____ Items
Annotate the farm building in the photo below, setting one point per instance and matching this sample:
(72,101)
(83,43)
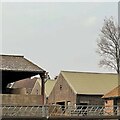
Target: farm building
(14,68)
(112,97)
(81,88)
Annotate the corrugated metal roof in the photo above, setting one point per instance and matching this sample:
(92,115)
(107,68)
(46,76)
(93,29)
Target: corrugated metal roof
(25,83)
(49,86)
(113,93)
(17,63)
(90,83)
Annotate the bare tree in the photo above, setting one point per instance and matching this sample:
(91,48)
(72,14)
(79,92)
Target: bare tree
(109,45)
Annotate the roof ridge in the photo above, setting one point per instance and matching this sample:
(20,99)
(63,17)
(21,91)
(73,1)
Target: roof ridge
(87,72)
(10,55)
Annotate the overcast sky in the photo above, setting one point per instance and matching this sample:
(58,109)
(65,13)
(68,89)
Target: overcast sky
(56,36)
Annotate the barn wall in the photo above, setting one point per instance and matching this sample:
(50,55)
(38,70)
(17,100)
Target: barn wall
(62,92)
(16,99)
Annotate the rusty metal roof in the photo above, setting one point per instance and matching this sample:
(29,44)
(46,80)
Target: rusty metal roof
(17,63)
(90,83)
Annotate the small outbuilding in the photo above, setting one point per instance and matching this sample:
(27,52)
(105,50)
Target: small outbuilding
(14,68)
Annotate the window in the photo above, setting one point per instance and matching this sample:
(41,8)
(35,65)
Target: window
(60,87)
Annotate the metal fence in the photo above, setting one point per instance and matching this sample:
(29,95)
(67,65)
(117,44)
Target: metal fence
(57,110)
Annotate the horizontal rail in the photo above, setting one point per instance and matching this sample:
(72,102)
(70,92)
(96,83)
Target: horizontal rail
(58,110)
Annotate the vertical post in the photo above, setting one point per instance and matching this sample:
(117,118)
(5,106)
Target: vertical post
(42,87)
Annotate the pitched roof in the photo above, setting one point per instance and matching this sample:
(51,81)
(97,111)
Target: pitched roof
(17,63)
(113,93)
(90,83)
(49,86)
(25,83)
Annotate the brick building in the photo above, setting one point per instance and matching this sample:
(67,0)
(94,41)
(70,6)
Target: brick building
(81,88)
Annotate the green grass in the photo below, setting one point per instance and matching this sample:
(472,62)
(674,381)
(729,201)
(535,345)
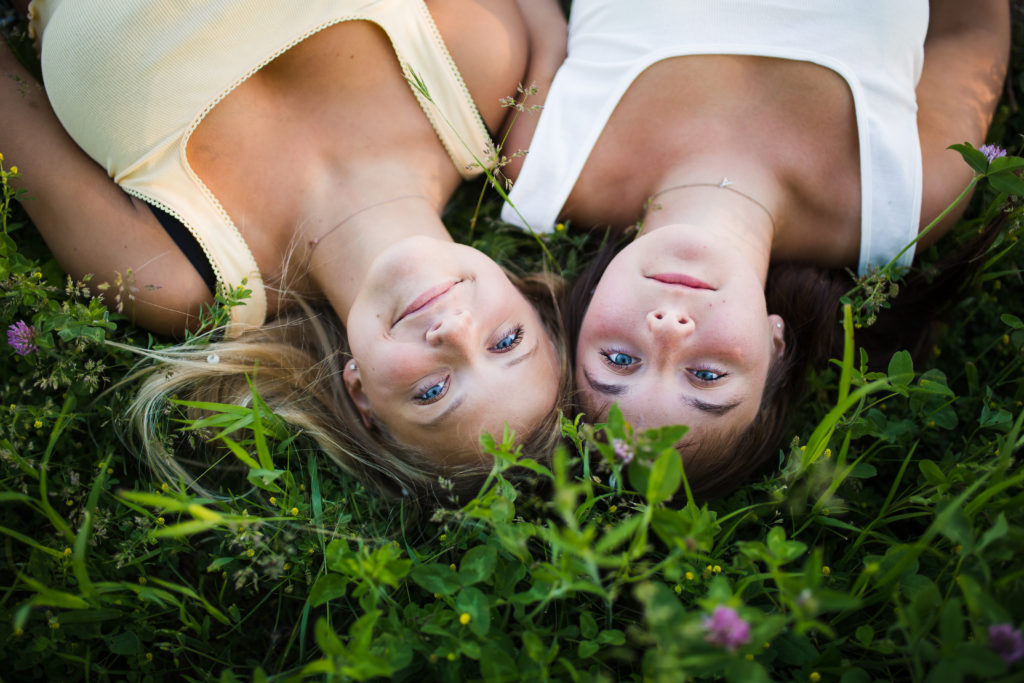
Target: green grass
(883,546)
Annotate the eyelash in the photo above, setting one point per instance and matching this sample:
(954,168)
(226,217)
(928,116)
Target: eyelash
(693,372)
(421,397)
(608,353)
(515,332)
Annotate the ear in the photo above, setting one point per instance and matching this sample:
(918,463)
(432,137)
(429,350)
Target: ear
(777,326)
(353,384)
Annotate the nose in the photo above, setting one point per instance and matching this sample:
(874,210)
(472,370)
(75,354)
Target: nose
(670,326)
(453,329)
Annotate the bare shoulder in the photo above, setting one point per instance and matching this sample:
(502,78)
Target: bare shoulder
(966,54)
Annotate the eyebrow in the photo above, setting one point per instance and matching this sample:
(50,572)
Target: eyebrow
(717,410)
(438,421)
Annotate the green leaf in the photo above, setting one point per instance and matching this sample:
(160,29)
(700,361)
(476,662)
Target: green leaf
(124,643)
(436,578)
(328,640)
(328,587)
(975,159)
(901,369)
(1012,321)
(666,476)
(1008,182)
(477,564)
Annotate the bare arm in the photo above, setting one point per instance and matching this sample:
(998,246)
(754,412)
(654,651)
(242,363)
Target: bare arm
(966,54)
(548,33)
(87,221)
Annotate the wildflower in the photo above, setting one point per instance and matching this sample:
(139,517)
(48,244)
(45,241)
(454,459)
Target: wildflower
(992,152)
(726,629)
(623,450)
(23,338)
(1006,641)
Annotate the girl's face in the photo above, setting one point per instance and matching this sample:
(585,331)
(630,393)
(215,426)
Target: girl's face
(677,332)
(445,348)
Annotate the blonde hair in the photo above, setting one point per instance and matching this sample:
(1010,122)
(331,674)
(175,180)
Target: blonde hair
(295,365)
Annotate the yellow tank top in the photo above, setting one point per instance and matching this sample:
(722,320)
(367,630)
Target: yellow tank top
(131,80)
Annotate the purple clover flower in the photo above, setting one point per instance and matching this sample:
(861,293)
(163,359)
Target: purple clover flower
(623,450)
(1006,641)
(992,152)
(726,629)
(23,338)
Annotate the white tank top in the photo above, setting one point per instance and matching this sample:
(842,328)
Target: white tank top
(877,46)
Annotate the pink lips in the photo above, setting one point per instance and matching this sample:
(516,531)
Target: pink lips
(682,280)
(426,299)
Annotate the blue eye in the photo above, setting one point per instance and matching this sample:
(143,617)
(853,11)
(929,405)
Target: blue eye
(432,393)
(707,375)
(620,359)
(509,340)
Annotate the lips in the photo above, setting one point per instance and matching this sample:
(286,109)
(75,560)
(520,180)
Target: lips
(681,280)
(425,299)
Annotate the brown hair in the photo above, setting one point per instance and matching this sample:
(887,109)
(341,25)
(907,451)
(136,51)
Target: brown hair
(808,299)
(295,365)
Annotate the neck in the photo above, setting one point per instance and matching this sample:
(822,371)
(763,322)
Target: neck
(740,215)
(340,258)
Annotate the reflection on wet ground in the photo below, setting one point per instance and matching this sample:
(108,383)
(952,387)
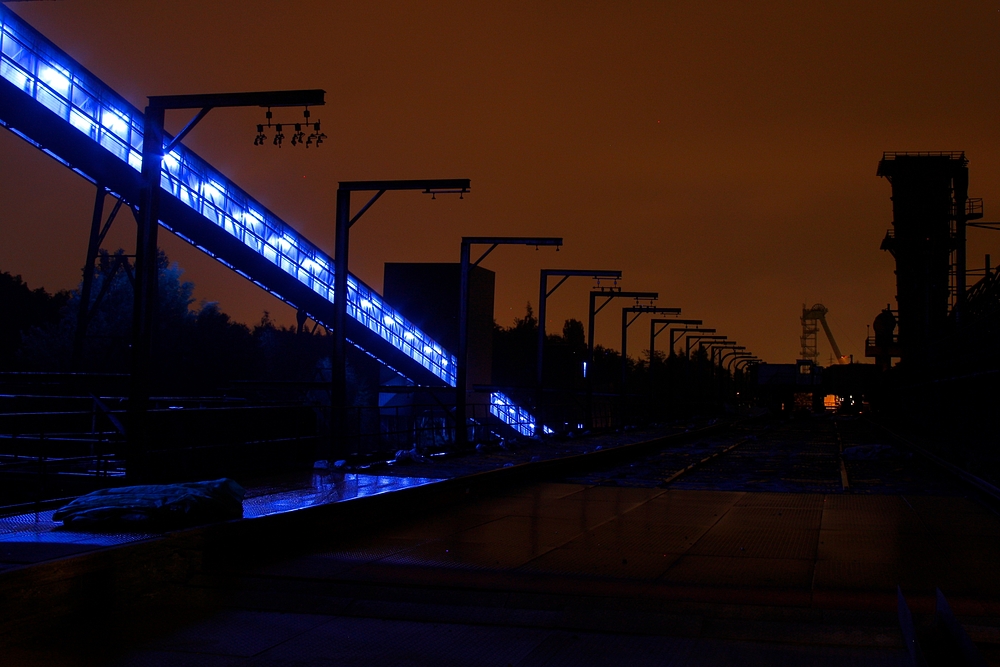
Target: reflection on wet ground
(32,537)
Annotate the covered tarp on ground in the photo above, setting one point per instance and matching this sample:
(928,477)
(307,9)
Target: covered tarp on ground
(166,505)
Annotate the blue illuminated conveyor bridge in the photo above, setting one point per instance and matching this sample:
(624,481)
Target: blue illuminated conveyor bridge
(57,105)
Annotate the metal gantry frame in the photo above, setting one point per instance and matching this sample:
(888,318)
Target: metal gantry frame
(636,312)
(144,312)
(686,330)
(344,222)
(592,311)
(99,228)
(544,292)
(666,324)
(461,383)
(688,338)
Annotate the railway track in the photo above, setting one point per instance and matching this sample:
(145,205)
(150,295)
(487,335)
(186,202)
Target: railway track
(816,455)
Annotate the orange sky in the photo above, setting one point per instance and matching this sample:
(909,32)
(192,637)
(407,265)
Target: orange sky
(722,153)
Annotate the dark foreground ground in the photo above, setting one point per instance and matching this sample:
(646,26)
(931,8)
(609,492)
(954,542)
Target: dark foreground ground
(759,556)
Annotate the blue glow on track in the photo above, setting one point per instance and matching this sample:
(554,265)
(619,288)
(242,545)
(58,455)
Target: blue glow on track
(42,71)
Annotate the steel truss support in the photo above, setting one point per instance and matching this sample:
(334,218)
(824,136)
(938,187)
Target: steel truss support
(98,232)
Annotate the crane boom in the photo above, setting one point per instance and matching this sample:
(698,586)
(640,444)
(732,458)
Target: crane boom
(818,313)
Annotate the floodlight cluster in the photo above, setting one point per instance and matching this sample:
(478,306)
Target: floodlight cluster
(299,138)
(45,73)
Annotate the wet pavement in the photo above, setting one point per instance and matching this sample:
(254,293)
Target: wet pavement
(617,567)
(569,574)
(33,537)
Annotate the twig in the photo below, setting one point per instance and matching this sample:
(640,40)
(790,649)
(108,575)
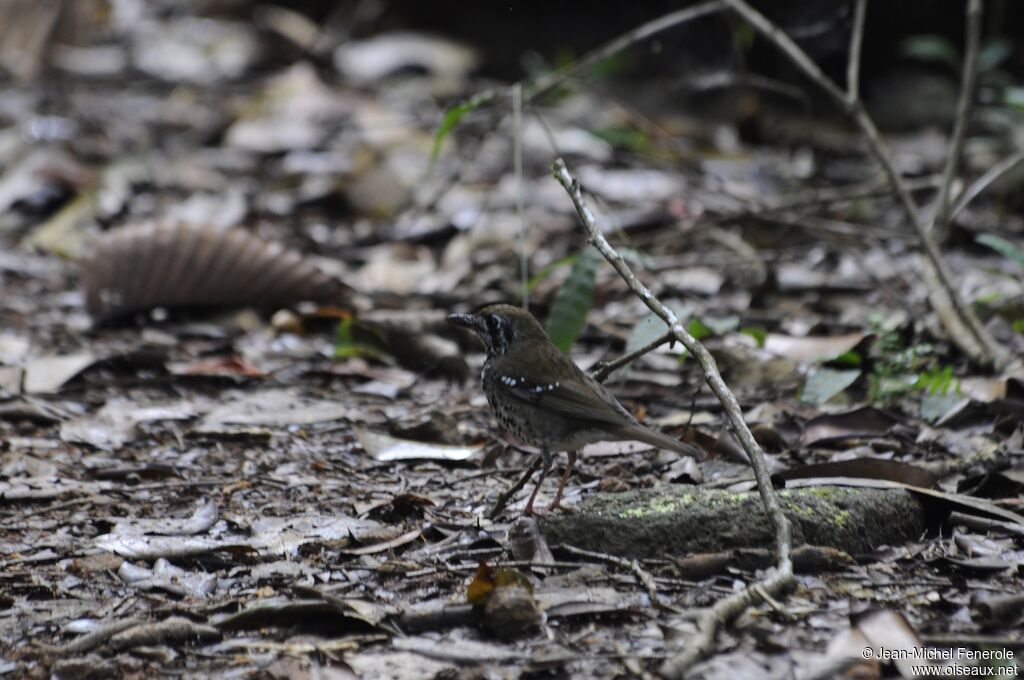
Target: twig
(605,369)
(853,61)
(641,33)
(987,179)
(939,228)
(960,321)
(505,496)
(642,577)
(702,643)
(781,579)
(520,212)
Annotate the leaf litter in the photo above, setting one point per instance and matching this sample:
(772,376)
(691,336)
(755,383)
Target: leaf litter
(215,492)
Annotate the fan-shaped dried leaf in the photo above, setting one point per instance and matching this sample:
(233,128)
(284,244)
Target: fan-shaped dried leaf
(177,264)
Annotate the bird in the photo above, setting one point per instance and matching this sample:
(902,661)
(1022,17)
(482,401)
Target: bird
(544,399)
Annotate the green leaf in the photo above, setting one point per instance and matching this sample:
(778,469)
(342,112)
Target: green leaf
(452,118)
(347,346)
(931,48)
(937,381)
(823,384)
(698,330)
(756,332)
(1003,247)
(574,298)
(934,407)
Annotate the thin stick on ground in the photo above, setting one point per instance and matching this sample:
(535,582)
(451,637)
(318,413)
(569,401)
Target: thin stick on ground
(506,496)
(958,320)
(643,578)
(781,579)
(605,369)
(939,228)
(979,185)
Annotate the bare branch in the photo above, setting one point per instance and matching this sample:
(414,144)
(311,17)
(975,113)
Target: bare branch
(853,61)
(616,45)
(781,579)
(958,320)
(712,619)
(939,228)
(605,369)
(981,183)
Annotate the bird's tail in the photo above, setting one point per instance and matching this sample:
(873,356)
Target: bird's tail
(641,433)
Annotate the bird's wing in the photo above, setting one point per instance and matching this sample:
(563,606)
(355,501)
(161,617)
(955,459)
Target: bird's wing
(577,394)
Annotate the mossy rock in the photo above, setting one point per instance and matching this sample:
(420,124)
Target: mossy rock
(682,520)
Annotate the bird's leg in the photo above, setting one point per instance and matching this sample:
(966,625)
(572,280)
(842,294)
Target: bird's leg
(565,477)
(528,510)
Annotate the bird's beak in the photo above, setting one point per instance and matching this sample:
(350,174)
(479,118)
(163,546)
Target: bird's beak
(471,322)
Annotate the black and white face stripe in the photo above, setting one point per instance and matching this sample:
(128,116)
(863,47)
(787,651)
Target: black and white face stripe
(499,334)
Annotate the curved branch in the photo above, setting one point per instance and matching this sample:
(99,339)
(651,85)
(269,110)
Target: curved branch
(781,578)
________
_Directions_
From the line that contains "Annotate the thin" down to the last line of the listing above, repeat each line exactly, and include nothing else.

_Result_
Annotate the thin stick on ground in the photo above, setting one point per instance and matching this sample:
(535,582)
(451,637)
(318,413)
(569,401)
Target: thin stick on ground
(506,496)
(958,320)
(643,578)
(781,579)
(605,369)
(939,228)
(979,185)
Annotate the bare branch in the photo above, setting one point per instance and matching this sample:
(414,144)
(311,17)
(975,113)
Target: bare branch
(853,61)
(616,45)
(781,579)
(958,320)
(712,619)
(939,228)
(605,369)
(981,183)
Annotate the bird's tail in the photo above, setting one point per instance and matching this sample:
(873,356)
Target: bird's tail
(641,433)
Annotate the bird's wing in the photo above, setting one point per instance and matching this sample:
(563,606)
(355,501)
(161,617)
(955,459)
Target: bird's wing
(577,394)
Annotate the mossy rock in the photo above, setting one point per instance and matching this sample:
(420,124)
Target: mossy rock
(682,520)
Annotate the bird's leg in the photo above, setting one point per instance and matching this sample:
(966,625)
(572,280)
(842,294)
Target: bird's leg
(565,477)
(528,510)
Annotate the bird's beak in the photo above, setting one point per instance and matching this sample:
(350,174)
(479,118)
(163,546)
Target: bird's beak
(471,322)
Annotate the black and white face stripe in the photo above, setting one point per instance and matching this sample:
(128,116)
(863,47)
(787,651)
Target: black and white face stripe
(499,334)
Annotate the curved branch in the photo above, setting one point per instance and matching this sample:
(99,339)
(651,85)
(269,110)
Target: curved branch
(781,578)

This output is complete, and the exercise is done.